-- Start Extracted material --
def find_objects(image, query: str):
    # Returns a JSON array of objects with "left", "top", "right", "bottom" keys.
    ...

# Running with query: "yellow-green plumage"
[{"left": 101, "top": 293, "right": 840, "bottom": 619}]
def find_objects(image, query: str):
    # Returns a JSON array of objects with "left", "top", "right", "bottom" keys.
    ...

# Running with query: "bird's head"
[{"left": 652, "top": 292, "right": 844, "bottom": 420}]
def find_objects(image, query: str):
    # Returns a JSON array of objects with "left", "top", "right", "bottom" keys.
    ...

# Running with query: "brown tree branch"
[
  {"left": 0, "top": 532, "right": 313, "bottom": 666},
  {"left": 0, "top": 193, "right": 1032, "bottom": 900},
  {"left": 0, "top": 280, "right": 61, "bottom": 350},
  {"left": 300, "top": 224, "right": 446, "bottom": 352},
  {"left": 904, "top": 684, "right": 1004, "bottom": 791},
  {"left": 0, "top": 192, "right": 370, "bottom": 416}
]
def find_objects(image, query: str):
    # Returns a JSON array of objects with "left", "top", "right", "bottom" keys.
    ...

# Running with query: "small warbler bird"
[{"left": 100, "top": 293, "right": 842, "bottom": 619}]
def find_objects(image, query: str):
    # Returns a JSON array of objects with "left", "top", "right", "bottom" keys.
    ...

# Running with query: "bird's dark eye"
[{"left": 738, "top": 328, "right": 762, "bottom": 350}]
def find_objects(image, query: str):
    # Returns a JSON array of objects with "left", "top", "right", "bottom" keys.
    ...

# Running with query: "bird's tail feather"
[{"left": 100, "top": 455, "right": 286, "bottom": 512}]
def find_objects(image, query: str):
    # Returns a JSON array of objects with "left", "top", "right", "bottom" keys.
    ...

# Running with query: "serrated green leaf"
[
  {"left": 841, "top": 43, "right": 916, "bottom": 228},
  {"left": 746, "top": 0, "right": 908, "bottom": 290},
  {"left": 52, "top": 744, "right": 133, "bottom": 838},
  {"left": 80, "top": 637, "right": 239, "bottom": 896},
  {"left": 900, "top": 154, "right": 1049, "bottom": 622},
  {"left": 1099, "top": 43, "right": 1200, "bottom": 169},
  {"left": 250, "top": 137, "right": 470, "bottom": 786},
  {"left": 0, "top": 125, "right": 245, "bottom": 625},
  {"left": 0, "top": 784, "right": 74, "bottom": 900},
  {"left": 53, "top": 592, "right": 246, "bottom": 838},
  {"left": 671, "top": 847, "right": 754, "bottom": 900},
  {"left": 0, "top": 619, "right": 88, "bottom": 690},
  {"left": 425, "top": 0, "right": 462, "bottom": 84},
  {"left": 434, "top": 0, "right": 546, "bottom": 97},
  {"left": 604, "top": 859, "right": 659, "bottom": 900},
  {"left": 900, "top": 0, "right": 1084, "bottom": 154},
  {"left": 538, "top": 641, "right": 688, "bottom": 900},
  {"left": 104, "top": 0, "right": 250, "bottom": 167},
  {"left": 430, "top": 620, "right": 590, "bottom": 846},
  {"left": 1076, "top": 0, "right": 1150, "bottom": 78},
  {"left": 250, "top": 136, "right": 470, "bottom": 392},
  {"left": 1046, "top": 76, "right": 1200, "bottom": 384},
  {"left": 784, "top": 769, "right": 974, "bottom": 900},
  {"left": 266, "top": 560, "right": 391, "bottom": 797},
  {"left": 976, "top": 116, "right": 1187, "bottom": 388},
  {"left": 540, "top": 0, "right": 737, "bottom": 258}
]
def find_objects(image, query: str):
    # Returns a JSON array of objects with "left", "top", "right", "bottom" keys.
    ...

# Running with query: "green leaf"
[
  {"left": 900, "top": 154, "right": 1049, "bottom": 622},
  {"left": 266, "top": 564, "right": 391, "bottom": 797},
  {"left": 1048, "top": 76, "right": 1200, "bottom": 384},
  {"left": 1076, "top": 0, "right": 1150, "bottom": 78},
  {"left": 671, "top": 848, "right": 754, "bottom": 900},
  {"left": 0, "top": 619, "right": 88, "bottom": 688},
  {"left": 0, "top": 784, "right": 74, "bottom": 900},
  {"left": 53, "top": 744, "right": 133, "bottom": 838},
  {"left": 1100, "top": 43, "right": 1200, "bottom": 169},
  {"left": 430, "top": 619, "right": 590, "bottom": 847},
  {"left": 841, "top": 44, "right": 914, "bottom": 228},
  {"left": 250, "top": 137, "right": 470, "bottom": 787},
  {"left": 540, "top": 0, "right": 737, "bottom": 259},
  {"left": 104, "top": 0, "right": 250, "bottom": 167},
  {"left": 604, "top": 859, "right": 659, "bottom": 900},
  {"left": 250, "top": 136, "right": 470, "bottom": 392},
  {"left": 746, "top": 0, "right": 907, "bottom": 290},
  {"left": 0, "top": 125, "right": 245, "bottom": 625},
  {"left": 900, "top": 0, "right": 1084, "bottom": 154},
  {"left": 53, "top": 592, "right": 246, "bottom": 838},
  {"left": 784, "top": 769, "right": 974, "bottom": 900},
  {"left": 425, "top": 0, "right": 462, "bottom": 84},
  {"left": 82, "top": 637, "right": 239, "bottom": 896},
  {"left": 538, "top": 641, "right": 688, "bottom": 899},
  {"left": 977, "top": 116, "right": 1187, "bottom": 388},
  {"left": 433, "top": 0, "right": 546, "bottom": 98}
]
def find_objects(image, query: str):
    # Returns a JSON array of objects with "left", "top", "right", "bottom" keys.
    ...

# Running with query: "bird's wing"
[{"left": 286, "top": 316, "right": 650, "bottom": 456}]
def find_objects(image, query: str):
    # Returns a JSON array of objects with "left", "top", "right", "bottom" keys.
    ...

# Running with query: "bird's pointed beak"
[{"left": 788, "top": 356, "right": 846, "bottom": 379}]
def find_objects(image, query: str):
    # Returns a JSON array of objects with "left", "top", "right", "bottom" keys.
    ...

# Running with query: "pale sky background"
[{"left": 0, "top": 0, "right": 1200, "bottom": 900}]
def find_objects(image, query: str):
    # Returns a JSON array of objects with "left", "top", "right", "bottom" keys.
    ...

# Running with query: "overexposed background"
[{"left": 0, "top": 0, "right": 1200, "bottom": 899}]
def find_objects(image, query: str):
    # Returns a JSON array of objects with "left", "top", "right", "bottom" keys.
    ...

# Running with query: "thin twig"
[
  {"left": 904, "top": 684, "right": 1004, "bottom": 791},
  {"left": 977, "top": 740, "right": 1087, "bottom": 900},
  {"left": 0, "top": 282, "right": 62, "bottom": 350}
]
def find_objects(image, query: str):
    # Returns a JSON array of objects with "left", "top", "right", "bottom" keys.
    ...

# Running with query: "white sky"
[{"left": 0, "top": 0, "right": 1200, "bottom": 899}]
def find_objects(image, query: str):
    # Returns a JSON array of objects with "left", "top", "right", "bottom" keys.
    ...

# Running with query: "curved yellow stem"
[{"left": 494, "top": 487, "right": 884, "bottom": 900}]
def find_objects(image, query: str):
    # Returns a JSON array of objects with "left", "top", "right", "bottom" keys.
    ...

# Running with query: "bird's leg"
-- End Extracted material --
## Exercise details
Extract every line of the rows above that contains the string "leaf", treating case as significant.

## Completed task
# Running with query: "serrated green leaf"
# Running with query: "green leaf"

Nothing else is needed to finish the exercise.